OBJECTIVE 1: In contexts where only some relkinds are allowed, why does the email thread say partitioned tables are still called "tables"? Answer in one to three sentences.
OBJECTIVE 2: Reproduce the passage of the email thread between "Yes. That's it, the" and "enough to add.", inclusive.

PROVIDED TEXT:
==========

Yes. That's it, the overall patch footprint is reduced.

> I was tempted for a moment to name the functions
> check_relation_has_storage() with the message "relation %s has no storage"
> and check_relation_has_visibility_info() with a similar message, but soon
> got over it. ;)

I like the format of your patch: simple and it goes to the point.

>>>>> No new regression tests. I think we should create a dummy partitioned table
>>>>> for each contrib and show that it fails.
>>>>
>>>> Yep, good point. That's easy enough to add.
>>>
>>> I added tests with a partitioned table to pageinspect's page.sql and
>>> pgstattuple.sql.  I don't see any tests for pg_visibility module, maybe I
>>> should add?
>>
>> Checking those error code paths would be nice. It would be nice as
>> well that the relation types that are expected to be supported and
>> unsupported are checked. For pageinspect the check range is correct.
>> There are some relkinds missing in pgstatindex though.
>
> Added more tests in pgstattuple and the new ones for pg_visibility,
> although I may have overdone the latter.

A bonus idea is also to add tests for relkinds that work, with for
example the creation of a table, inserting some data in it, vacuum it,
and look at "SELECT count(*) > 0 FROM pg_visibility('foo'::regclass)".

> In certain contexts where a subset of relkinds are allowed and others are
> not or vice versa, partitioned tables are still referred to as "tables".
> That's because we still use CREATE/DROP TABLE to create/drop them and
> perhaps more to the point, their being partitioned is irrelevant.
>
> Examples of where partitioned tables are referred to as tables:
>
> [...]
>
> In other contexts, where a table's being partitioned is relevant, the
> message is shown as "relation is/is not partitioned table".  Examples:
>
> [...]

Hm... It may be a good idea to be consistent on the whole system and
refer to "partitioned table" as a table without storage and used as an
entry point for partitions. The docs use this term in CREATE TABLE,
and we would finish with messages like "not a table or a partitioned
table". Extra thoughts are welcome here, the current inconsistencies
would be confusing for users.
-- 
Michael



Re: [HACKERS] contrib modules and relkind check

From
Corey Huinker
Date:

On Tue, Feb 14, 2017 at 1:30 AM, Michael Paquier <michael.paquier@gmail.com> wrote:
Hm... It may be a good idea to be consistent on the whole system and
refer to "partitioned table" as a table without storage and used as an
entry point for partitions. The docs use this term in CREATE TABLE,
and we would finish with messages like "not a table or a partitioned
table". Extra thoughts are welcome here, the current inconsistencies
would be confusing for users.

==========

SOURCE DATA:

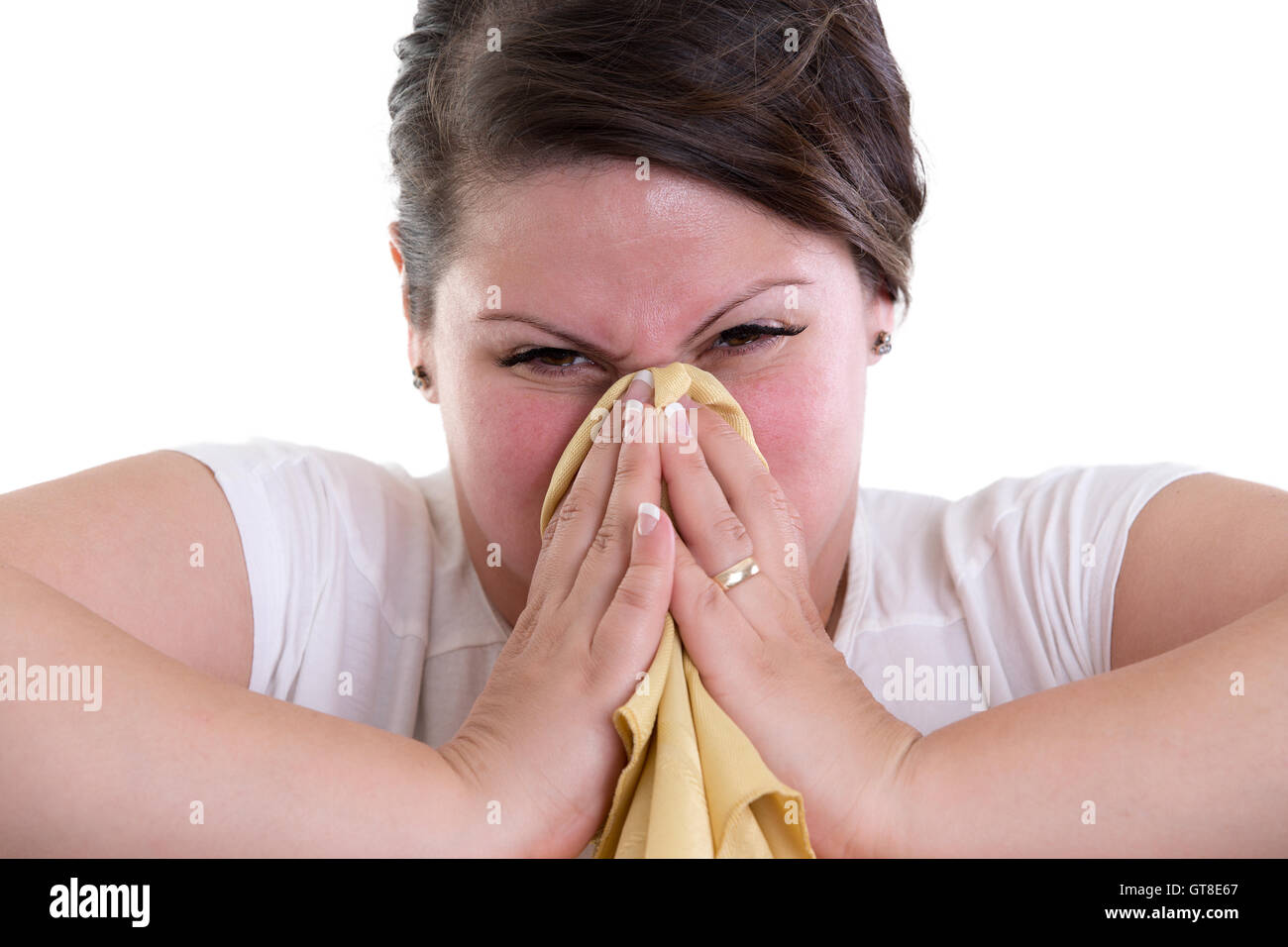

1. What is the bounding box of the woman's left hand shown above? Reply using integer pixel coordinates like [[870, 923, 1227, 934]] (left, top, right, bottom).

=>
[[661, 395, 921, 857]]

==========

RESPONSE 1: They are still created and dropped with CREATE TABLE and DROP TABLE. More to the point, their being partitioned is irrelevant in those contexts.

RESPONSE 2:
Yes. That's it, the overall patch footprint is reduced.

> I was tempted for a moment to name the functions
> check_relation_has_storage() with the message "relation %s has no storage"
> and check_relation_has_visibility_info() with a similar message, but soon
> got over it. ;)

I like the format of your patch: simple and it goes to the point.

>>>>> No new regression tests. I think we should create a dummy partitioned table
>>>>> for each contrib and show that it fails.
>>>>
>>>> Yep, good point. That's easy enough to add.